▶ TASK DESCRIPTION
Convert the material, from the line containing "of the pink" through the end of the material, into a numbered list with blank lines left out.

-----

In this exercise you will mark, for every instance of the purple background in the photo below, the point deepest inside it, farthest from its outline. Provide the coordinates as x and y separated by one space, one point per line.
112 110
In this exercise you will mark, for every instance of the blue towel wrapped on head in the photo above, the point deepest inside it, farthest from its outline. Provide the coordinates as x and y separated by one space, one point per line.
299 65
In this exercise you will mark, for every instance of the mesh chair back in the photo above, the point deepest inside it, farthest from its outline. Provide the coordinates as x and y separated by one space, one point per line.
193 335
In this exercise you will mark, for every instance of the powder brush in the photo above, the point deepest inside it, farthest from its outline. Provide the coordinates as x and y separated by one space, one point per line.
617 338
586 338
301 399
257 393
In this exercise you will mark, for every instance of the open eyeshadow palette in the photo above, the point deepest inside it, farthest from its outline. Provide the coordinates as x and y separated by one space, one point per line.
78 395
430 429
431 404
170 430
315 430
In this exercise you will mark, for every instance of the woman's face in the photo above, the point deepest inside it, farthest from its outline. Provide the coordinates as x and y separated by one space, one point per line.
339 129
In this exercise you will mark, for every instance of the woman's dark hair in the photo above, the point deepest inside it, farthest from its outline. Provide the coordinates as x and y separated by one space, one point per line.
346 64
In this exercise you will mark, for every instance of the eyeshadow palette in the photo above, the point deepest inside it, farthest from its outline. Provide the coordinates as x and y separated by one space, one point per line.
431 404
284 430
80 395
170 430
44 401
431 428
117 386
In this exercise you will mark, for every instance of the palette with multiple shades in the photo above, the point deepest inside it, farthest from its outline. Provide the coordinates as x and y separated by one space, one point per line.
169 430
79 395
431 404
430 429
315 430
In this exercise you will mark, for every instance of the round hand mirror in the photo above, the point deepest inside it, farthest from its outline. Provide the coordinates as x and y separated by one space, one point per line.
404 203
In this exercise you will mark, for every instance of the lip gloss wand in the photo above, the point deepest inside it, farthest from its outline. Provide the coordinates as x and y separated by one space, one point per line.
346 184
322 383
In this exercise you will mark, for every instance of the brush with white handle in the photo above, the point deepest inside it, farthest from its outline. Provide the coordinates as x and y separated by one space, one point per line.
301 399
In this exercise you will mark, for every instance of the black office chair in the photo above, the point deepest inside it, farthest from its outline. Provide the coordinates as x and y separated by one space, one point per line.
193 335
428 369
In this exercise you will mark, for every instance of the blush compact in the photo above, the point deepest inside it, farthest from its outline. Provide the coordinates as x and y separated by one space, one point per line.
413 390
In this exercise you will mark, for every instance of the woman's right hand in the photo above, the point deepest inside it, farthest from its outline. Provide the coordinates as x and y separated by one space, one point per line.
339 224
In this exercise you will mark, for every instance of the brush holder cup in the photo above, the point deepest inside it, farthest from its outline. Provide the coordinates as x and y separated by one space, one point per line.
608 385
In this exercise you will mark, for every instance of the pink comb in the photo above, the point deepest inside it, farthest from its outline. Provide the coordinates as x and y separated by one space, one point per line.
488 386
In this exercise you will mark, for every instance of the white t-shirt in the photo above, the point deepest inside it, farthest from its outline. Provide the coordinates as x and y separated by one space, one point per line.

-----

▶ SOLUTION FOR THIS EXERCISE
1. In this exercise you will mark, for every instance of the pink comb in the photo above, the point deepest inside it, farthest from its outline. Provide the coordinates as x and y separated by one space, one point per line.
2. 488 386
3. In this exercise you will mark, for every instance of the white t-shirt in the photo above, the point deepest inside it, farthest from its outline. Provide the coordinates as x and y separated by one space, one point per line.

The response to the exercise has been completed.